Work to complete →
Return every line of the records that contains the string "cluster". Case counts.
▼
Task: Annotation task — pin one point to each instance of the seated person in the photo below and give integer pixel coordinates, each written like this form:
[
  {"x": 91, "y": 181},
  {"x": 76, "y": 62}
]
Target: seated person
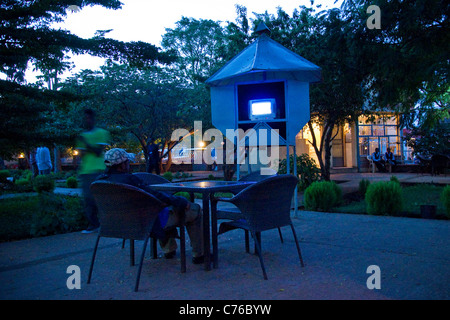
[
  {"x": 390, "y": 158},
  {"x": 118, "y": 170},
  {"x": 378, "y": 161}
]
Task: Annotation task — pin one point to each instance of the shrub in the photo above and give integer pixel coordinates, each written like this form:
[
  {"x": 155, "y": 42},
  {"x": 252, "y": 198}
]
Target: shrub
[
  {"x": 72, "y": 182},
  {"x": 40, "y": 215},
  {"x": 445, "y": 198},
  {"x": 23, "y": 185},
  {"x": 57, "y": 215},
  {"x": 384, "y": 198},
  {"x": 306, "y": 169},
  {"x": 44, "y": 183},
  {"x": 322, "y": 196},
  {"x": 168, "y": 175},
  {"x": 363, "y": 185}
]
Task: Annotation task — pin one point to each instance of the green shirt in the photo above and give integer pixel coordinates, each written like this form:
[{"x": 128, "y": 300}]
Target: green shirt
[{"x": 91, "y": 163}]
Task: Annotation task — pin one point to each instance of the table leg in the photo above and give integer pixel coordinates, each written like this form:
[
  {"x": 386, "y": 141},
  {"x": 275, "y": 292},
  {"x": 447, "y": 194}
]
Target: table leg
[
  {"x": 206, "y": 237},
  {"x": 215, "y": 257}
]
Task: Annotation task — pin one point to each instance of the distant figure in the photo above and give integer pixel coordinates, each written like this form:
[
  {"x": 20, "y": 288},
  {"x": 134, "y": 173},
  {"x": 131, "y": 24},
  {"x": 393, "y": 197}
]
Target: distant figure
[
  {"x": 153, "y": 159},
  {"x": 33, "y": 162},
  {"x": 390, "y": 158},
  {"x": 91, "y": 145},
  {"x": 43, "y": 160},
  {"x": 376, "y": 158}
]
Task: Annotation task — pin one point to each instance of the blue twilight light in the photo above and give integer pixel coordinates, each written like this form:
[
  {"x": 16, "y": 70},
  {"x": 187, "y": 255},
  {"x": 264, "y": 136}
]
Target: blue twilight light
[{"x": 262, "y": 109}]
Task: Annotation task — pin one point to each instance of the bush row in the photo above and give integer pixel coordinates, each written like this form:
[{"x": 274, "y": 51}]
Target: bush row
[
  {"x": 41, "y": 215},
  {"x": 382, "y": 198}
]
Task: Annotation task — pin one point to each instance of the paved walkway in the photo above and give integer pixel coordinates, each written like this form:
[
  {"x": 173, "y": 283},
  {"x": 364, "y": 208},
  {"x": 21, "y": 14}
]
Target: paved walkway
[{"x": 413, "y": 256}]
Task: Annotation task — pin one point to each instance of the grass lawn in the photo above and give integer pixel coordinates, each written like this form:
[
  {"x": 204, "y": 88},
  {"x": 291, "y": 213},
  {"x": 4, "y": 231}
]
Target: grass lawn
[
  {"x": 413, "y": 197},
  {"x": 40, "y": 215}
]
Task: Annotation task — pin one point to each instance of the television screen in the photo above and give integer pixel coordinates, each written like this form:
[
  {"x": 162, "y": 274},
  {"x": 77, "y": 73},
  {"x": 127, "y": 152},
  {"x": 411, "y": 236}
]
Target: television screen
[{"x": 262, "y": 109}]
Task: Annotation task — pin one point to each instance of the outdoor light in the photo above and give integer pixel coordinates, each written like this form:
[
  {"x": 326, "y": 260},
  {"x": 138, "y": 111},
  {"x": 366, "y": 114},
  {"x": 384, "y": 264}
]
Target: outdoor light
[{"x": 262, "y": 109}]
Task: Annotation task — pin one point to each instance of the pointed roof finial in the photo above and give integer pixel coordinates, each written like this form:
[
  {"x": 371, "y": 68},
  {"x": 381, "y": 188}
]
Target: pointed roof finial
[{"x": 262, "y": 29}]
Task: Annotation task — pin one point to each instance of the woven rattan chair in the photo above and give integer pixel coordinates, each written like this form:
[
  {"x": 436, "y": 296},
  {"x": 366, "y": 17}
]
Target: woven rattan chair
[
  {"x": 235, "y": 214},
  {"x": 265, "y": 205},
  {"x": 128, "y": 212}
]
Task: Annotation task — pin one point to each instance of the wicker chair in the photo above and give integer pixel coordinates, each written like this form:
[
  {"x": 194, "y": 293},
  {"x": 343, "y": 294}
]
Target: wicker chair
[
  {"x": 439, "y": 164},
  {"x": 235, "y": 214},
  {"x": 128, "y": 212},
  {"x": 265, "y": 205}
]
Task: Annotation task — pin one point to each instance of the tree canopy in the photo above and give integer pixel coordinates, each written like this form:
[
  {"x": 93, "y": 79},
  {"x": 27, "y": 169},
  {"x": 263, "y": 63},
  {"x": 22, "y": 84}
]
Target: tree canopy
[{"x": 26, "y": 37}]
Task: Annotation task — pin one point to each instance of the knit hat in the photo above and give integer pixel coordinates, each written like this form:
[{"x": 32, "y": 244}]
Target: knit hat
[{"x": 117, "y": 156}]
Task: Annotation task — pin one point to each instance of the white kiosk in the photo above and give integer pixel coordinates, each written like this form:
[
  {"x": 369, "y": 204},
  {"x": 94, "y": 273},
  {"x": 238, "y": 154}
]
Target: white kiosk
[{"x": 264, "y": 86}]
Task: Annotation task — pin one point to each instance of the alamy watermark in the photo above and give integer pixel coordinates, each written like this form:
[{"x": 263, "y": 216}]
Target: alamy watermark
[
  {"x": 252, "y": 146},
  {"x": 374, "y": 21},
  {"x": 374, "y": 280}
]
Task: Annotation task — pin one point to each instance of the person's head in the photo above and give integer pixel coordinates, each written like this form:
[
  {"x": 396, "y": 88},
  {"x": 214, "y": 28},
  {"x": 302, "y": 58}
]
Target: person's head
[
  {"x": 89, "y": 119},
  {"x": 117, "y": 160}
]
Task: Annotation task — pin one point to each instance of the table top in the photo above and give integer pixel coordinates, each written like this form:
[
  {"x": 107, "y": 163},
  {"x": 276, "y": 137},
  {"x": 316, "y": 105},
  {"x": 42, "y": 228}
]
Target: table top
[{"x": 203, "y": 186}]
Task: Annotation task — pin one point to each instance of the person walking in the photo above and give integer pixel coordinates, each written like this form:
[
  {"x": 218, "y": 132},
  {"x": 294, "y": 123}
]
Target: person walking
[
  {"x": 43, "y": 160},
  {"x": 91, "y": 145}
]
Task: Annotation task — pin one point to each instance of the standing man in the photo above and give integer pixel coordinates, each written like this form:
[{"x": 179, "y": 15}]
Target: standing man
[
  {"x": 91, "y": 144},
  {"x": 153, "y": 159},
  {"x": 33, "y": 162},
  {"x": 43, "y": 160}
]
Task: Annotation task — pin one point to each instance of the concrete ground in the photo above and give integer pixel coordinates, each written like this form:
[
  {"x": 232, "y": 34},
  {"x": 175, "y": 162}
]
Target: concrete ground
[{"x": 413, "y": 256}]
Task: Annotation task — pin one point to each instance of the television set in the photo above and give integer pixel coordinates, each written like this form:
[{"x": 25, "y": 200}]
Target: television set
[{"x": 262, "y": 109}]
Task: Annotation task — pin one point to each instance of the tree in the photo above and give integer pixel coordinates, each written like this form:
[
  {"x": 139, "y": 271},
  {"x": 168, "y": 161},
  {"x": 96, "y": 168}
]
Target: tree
[
  {"x": 26, "y": 37},
  {"x": 148, "y": 104}
]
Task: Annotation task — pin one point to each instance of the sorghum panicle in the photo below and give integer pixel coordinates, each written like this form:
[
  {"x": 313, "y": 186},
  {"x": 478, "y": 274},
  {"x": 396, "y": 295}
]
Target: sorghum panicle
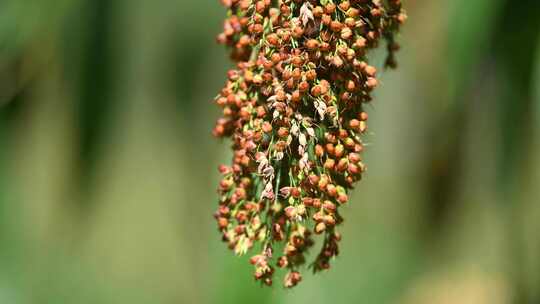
[{"x": 294, "y": 109}]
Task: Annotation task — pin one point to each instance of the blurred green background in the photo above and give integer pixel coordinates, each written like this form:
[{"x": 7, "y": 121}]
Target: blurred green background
[{"x": 108, "y": 167}]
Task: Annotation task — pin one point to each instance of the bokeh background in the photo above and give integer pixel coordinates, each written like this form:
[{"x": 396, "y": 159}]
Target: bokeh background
[{"x": 108, "y": 169}]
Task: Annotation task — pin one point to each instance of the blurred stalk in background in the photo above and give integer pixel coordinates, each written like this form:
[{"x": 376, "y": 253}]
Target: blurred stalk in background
[{"x": 108, "y": 169}]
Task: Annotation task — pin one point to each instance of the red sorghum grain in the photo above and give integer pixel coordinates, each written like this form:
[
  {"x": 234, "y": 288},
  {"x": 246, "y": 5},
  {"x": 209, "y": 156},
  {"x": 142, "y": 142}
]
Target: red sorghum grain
[{"x": 294, "y": 109}]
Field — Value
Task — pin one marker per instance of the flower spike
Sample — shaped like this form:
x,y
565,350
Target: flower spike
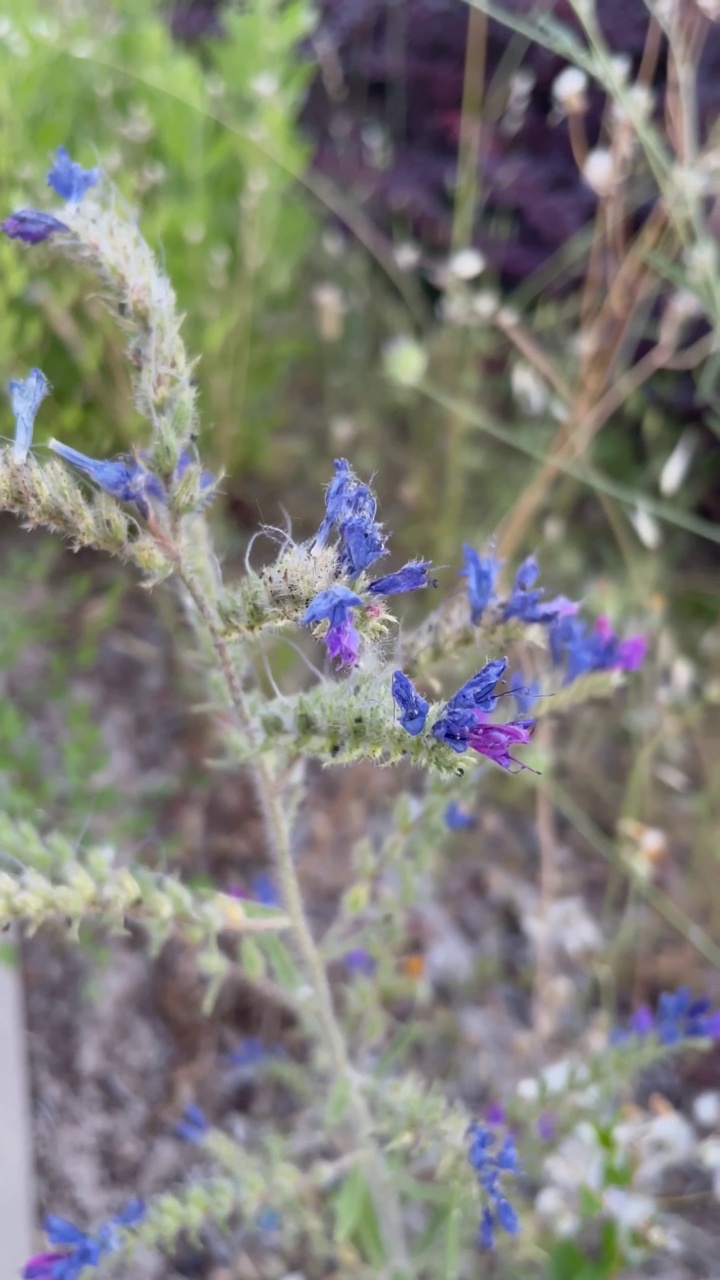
x,y
26,397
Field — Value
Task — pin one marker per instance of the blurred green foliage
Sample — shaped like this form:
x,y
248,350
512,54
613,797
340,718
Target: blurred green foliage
x,y
209,144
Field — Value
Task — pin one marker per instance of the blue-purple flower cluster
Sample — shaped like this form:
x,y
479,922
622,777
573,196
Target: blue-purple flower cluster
x,y
491,1162
678,1016
124,478
582,650
350,511
71,182
463,722
72,1249
572,645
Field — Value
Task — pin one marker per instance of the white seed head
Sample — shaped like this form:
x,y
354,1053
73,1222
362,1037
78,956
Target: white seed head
x,y
706,1112
569,91
528,389
678,464
647,528
466,264
598,172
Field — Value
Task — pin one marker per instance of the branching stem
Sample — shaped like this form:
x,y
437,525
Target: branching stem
x,y
384,1198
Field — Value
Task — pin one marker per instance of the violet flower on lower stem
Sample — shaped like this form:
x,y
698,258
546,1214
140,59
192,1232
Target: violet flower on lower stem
x,y
342,640
482,574
464,721
600,649
26,397
73,1249
413,707
491,1165
122,478
31,225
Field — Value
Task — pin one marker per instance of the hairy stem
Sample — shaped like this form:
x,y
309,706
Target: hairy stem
x,y
386,1202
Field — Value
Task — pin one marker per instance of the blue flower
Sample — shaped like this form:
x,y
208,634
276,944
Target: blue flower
x,y
363,543
456,818
482,574
490,1164
251,1052
601,649
264,890
32,225
69,179
343,644
268,1220
464,720
524,694
78,1249
527,604
194,1124
413,707
341,638
333,604
346,498
410,577
460,718
123,478
359,960
26,396
678,1018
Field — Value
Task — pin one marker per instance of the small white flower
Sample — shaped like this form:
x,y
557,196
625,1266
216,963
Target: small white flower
x,y
677,466
706,1110
466,264
598,172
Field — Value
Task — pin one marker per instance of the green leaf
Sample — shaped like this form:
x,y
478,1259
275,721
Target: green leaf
x,y
355,1219
253,959
338,1101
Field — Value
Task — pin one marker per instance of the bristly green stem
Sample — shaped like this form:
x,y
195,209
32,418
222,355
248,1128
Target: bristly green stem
x,y
386,1202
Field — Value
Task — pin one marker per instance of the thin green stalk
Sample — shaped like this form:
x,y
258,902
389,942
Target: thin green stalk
x,y
386,1202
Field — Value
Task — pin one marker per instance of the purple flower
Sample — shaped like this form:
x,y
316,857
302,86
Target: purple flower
x,y
490,1164
333,604
264,890
42,1266
546,1127
251,1052
464,723
410,577
78,1249
194,1124
456,819
495,741
358,960
495,1112
32,225
123,478
342,640
478,691
363,544
597,650
413,707
527,604
524,694
678,1018
482,574
346,498
26,396
343,644
69,179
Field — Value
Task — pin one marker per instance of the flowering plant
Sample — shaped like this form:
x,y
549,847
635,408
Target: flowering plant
x,y
384,702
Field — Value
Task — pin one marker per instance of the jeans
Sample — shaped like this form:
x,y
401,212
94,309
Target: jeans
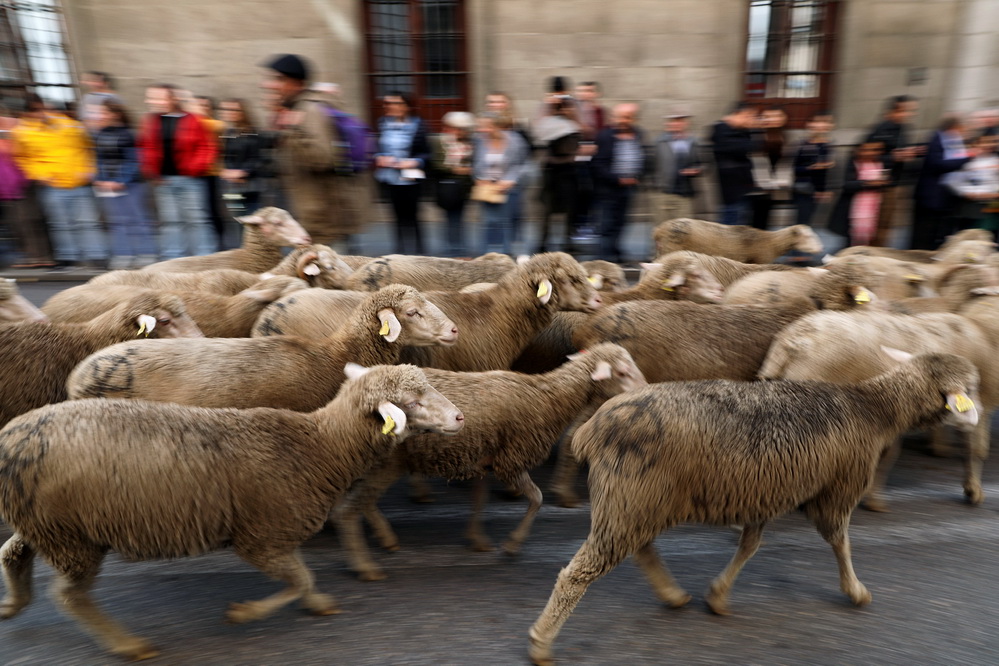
▲
The completed task →
Task — pin one marker per instance of the blue-purple flower cluster
Target: blue-purple flower cluster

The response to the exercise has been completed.